> **TEXT**
-- -- --

The Siteman Cancer Center at Barnes-Jewish Hospital and Washington University School of Medicine has an international reputation for its nerve-sparing surgical approach to prostate cancer.
Our urologists are renowned for performing nerve-sparing (potency-preserving) radical prostatectomies, in which tumors can be removed with fewer long-term side effects. We perform all types of prostatectomy, including open, laparoscopic and robot-assisted. Rates of sexual potency and urinary continence are generally higher in patients treated at Siteman.
Minimally Invasive Prostate Cancer Surgery
Laparoscopic Radical Prostatectomy
More than 200,000 men in the United States will be diagnosed with prostate cancer this year. Many urologists recommend and perform a radical prostatectomy – a complete removal of the prostate gland when the prostate cancer is confined to the prostate gland. However, Barnes-Jewish Hospital is the only center in the region to offer a state-of-the-art, minimally invasive procedure – laparoscopic radical prostatectomy with or without robotic assistance.

-- -- --

(Saved data entries)
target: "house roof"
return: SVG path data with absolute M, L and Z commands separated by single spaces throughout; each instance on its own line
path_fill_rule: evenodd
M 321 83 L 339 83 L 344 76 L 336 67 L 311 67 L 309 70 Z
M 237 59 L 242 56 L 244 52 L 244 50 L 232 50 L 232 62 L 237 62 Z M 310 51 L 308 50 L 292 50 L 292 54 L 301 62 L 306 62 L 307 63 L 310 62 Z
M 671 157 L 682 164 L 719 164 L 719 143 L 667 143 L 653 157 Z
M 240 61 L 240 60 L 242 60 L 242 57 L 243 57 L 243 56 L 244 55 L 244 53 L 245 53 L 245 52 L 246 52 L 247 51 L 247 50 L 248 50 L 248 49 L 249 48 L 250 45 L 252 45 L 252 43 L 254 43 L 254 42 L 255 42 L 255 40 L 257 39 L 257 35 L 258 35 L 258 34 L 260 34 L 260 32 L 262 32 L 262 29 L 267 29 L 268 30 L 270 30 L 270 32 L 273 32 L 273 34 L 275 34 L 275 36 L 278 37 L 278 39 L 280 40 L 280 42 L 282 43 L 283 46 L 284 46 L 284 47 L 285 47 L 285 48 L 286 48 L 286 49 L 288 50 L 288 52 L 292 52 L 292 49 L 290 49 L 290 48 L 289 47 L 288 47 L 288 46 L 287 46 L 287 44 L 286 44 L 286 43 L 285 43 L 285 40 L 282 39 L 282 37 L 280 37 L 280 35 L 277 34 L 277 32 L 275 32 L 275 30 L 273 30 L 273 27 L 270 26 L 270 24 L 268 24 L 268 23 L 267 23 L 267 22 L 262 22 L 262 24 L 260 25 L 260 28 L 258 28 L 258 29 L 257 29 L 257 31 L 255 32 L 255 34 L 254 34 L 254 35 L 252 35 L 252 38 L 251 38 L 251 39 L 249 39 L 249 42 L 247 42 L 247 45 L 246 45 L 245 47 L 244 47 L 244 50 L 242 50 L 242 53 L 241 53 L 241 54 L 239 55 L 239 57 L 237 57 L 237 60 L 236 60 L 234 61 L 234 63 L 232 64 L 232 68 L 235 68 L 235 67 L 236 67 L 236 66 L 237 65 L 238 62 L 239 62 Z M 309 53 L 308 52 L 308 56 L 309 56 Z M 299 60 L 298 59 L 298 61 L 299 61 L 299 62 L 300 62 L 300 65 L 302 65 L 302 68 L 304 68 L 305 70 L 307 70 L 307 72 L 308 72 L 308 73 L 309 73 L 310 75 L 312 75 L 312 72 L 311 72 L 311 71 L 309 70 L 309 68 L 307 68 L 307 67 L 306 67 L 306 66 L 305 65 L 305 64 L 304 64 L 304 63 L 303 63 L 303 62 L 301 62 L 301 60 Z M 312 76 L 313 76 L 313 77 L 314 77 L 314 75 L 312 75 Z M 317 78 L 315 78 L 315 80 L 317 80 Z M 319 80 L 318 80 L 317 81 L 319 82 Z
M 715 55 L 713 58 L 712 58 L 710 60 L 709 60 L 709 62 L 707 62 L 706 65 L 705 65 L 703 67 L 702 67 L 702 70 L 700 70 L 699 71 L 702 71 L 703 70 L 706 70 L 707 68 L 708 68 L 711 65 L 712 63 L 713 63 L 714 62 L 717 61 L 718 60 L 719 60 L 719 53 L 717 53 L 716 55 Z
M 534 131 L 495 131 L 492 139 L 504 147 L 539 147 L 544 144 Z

-- -- --

> **GOAL OF THE EXERCISE**
Can you pick up the prostate cancer surgery text after its final sentence and keep it going? This material was drawn from a separate source.

> **EXERCISE ANSWER**
Laparoscopic radical prostatectomy involves inserting a lighted viewing instrument, a laparoscope, into the pelvic region through one tiny incision. Unlike an open prostatectomy, where surgeons use a large abdominal incision to access the prostate, the laparoscopic radical prostatectomy allows the surgeon to examine and remove the prostate through one small incision, about one inch long, and three puncture sites.
There are a number of advantages to the patient with laparoscopic radical prostatectomy versus an open prostatectomy. These include:
- less time in the operating room, which equals a shorter time under anesthesia
- reduced blood less, which equals less risk of needing a blood transfusion
- smaller incision, which equal less pain and shorter recovery time
- less pain, which equals less pain medication needed
- shorter hospital stay, which equals a faster return to everyday living
- anatomic nerve-sparing procedure, which preserves urinary and sexual function.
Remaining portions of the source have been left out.